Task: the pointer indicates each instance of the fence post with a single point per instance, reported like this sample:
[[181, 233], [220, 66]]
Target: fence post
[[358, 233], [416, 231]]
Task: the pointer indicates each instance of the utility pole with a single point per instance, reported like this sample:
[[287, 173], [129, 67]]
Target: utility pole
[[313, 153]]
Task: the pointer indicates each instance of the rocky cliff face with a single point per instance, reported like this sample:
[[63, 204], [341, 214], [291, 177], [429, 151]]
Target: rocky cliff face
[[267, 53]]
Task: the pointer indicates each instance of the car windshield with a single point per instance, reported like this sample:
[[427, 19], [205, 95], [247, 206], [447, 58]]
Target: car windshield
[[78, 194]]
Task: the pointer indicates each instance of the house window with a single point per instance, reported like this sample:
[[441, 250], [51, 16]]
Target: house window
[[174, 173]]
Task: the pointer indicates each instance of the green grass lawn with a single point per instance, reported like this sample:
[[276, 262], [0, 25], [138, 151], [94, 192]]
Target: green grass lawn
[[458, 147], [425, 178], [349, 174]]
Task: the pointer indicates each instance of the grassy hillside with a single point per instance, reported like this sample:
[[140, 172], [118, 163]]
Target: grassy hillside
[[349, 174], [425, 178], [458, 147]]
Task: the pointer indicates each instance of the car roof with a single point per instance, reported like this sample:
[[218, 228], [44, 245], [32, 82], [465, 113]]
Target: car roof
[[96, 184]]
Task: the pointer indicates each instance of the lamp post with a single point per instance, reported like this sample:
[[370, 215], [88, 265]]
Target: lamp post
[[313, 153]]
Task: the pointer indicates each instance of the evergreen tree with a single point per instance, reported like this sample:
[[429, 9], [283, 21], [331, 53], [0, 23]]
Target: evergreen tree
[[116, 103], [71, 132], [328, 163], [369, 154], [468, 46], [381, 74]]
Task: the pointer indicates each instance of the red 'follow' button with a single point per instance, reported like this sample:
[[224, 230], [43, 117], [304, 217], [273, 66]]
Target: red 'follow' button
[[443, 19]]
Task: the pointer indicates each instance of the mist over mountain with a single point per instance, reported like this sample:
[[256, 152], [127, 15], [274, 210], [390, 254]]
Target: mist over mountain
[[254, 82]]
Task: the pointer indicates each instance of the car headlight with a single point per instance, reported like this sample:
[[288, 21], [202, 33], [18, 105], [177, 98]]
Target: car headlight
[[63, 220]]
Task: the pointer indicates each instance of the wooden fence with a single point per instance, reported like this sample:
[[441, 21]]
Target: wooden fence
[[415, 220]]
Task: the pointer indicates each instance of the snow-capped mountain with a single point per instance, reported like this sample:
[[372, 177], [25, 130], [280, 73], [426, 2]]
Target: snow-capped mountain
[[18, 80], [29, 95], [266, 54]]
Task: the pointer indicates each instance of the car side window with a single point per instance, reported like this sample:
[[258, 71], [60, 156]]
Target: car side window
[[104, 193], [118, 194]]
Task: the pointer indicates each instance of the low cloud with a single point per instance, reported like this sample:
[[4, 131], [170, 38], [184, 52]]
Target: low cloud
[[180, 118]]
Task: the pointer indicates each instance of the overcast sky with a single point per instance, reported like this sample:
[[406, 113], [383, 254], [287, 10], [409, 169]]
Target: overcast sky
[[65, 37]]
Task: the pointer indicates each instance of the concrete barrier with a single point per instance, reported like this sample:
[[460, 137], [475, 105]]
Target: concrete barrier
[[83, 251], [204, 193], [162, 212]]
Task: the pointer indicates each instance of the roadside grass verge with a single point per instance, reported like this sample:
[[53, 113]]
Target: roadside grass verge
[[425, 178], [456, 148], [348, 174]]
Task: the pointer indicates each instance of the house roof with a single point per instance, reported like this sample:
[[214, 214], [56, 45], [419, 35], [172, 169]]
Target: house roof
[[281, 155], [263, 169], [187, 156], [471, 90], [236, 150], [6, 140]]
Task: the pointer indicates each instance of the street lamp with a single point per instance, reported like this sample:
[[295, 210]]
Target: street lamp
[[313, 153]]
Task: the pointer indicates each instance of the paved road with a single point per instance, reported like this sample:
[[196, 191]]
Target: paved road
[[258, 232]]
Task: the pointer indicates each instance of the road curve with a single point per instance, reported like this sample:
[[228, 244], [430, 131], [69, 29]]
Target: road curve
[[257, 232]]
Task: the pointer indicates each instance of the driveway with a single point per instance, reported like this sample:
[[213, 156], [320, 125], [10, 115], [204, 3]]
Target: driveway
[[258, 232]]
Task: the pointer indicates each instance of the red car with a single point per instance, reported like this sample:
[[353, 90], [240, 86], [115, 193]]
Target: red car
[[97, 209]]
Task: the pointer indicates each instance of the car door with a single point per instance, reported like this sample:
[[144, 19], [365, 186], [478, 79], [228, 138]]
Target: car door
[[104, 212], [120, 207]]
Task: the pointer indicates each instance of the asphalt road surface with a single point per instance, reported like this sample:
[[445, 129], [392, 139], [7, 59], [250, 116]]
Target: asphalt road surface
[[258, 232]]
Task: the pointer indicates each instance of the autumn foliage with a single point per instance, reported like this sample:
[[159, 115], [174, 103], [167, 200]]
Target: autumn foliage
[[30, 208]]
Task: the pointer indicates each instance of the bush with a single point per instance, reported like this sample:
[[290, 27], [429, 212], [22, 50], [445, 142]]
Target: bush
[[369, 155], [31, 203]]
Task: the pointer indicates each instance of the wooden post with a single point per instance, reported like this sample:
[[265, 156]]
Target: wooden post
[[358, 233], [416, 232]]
—————
> [Requirement]
Write every line of the material above as a JSON array of strings, one string per line, leaving out any blank lines.

> [Result]
[
  "Task: the pointer indicates each instance of the fence post with a single point per instance, reported like this sample:",
  "[[181, 233], [220, 66]]",
  "Target: fence post",
  "[[358, 233], [416, 231]]",
  "Task: the pointer indicates each instance of the utility pole with a single point per instance, reported like this sample:",
  "[[287, 173], [129, 67]]",
  "Target: utility pole",
  "[[313, 153]]",
  "Task: the pointer indicates each instance of the rocky cliff face with a single point per instance, reported like this sample:",
  "[[63, 204], [341, 214], [291, 177], [429, 151]]",
  "Target: rocky cliff face",
  "[[267, 53]]",
  "Task: the pointer indicates each instance of the car windshield with a single point per instance, reported like this sample:",
  "[[427, 19], [205, 95], [247, 206], [447, 58]]",
  "Target: car windshield",
  "[[78, 194]]",
  "Task: the pointer indicates each instance of the house window with a single point per instance, reported like this sample:",
  "[[441, 250], [51, 16]]",
  "Target: house window",
  "[[174, 173]]",
  "Task: the pointer indicates each instance of the green grass lawn with a single point per instance, reported like this sample:",
  "[[276, 262], [0, 25], [138, 151], [94, 192]]",
  "Target: green grass lawn",
  "[[458, 147], [425, 178], [349, 174]]",
  "Task: the pointer indicates each instance of the grassy hillside with a single point per instance, reported like this sample:",
  "[[140, 172], [118, 163]]",
  "Target: grassy hillside",
  "[[349, 174], [425, 178], [458, 147]]",
  "Task: the pointer indicates each instance of the car roof with a single point per instance, reported like this sample:",
  "[[218, 228], [44, 245], [32, 82], [465, 113]]",
  "Target: car roof",
  "[[96, 184]]",
  "Task: the pointer indicates each instance of the lamp post with a single point per instance, reported like this sample:",
  "[[370, 215], [88, 265]]",
  "Target: lamp post",
  "[[313, 153]]",
  "Task: the pointer indicates each instance of the evergreen tree with a single point per instance, reported like this sample:",
  "[[429, 9], [283, 21], [331, 53], [0, 23]]",
  "Target: evergreen tree",
  "[[116, 103], [71, 132], [328, 163], [369, 154], [468, 46], [381, 74]]",
  "Task: the pointer indicates each instance of the red 'follow' button with a single point per instance, reported like this sample:",
  "[[224, 230], [43, 117], [304, 217], [273, 66]]",
  "Target: red 'follow' button",
  "[[443, 19]]",
  "Task: the pointer indicates each instance of the mist over mountain with a single point per instance, reported like this sample:",
  "[[256, 152], [127, 15], [274, 210], [390, 254]]",
  "Target: mist over mountain",
  "[[254, 82]]",
  "Task: the pointer indicates each instance of the car headlight with a single point per instance, reported like this sample:",
  "[[288, 21], [202, 33], [18, 105], [177, 98]]",
  "Target: car headlight",
  "[[63, 220]]",
  "Task: the pointer indicates each instance of the wooden fence with a single point per instance, reported like this sample:",
  "[[441, 21]]",
  "Target: wooden fence",
  "[[415, 220]]",
  "Task: the pointer indicates each instance of the snow-capped mountain with a single point per instance, reported like this sample:",
  "[[372, 177], [25, 130], [280, 73], [426, 2]]",
  "Target: snow-capped mountain",
  "[[18, 80], [29, 95], [266, 54]]",
  "Task: the pointer indicates each instance of the car side window with a single point per instance, reported like this sample:",
  "[[258, 71], [60, 156]]",
  "Target: car side window",
  "[[104, 193], [118, 194]]",
  "Task: the pointer indicates each instance of the low cloud with a single point per instance, reported like this sample:",
  "[[4, 131], [170, 38], [184, 52]]",
  "Target: low cloud",
  "[[180, 118]]",
  "Task: the pointer indicates each instance of the overcast sky with a single point per instance, reported like this sample:",
  "[[406, 113], [383, 254], [287, 10], [409, 169]]",
  "Target: overcast sky",
  "[[65, 37]]",
  "Task: the pointer indicates each instance of the concrete barrier with a single point per instance, reported like this sample:",
  "[[460, 137], [475, 105]]",
  "Target: concrete barrier",
  "[[83, 251], [204, 193], [162, 212]]",
  "Task: the pointer indicates each instance of the roadside grass verge with a single point per instance, reported like this sample:",
  "[[53, 113]]",
  "Target: roadside grass verge",
  "[[425, 178], [456, 148], [348, 174]]",
  "Task: the pointer indicates each instance of the house roof with a single point per instance, reported like this sample:",
  "[[214, 214], [56, 45], [419, 35], [172, 169]]",
  "Target: house roof",
  "[[281, 155], [263, 169], [187, 156], [471, 90], [236, 150], [6, 140]]",
  "Task: the pointer indicates each instance of the street lamp with a single point per instance, reported like this sample:",
  "[[295, 210]]",
  "Target: street lamp",
  "[[313, 153]]",
  "Task: the pointer indicates each instance of the paved road with a single point per instance, reported like this sample:",
  "[[196, 191]]",
  "Target: paved road",
  "[[258, 232]]",
  "Task: the pointer indicates each instance of the road curve with a single point per instance, reported like this sample:",
  "[[228, 244], [430, 131], [69, 29]]",
  "Target: road curve",
  "[[257, 232]]",
  "Task: the pointer indicates each instance of the driveway with a single point per instance, reported like this sample:",
  "[[213, 156], [320, 125], [10, 115], [204, 3]]",
  "Target: driveway",
  "[[258, 232]]",
  "Task: the pointer indicates each instance of the red car with a single point per instance, reported like this sample:",
  "[[353, 90], [240, 86], [115, 193]]",
  "Target: red car",
  "[[97, 209]]",
  "Task: the pointer indicates each instance of the car door with a single point per instance, reported like this sample:",
  "[[144, 19], [365, 186], [478, 79], [228, 138]]",
  "Target: car door",
  "[[104, 212], [120, 207]]",
  "Task: the pointer indicates each instance of the asphalt road surface with a single point per instance, reported like this sample:",
  "[[445, 129], [392, 139], [7, 59], [250, 116]]",
  "Target: asphalt road surface",
  "[[258, 232]]",
  "Task: the pointer indicates each instance of the autumn foliage with a single point per instance, reported like this sample:",
  "[[159, 115], [174, 103], [167, 200]]",
  "Target: autumn foliage",
  "[[30, 208]]",
  "Task: the pointer indicates each instance of the bush with a single point per instance, reported like this sample:",
  "[[290, 27], [429, 212], [22, 50], [445, 142]]",
  "Target: bush",
  "[[369, 155], [31, 203]]",
  "Task: the pointer indicates each instance of the wooden post with a single point per instance, reported like this sample:",
  "[[265, 156]]",
  "Target: wooden post",
  "[[358, 233], [416, 232]]"
]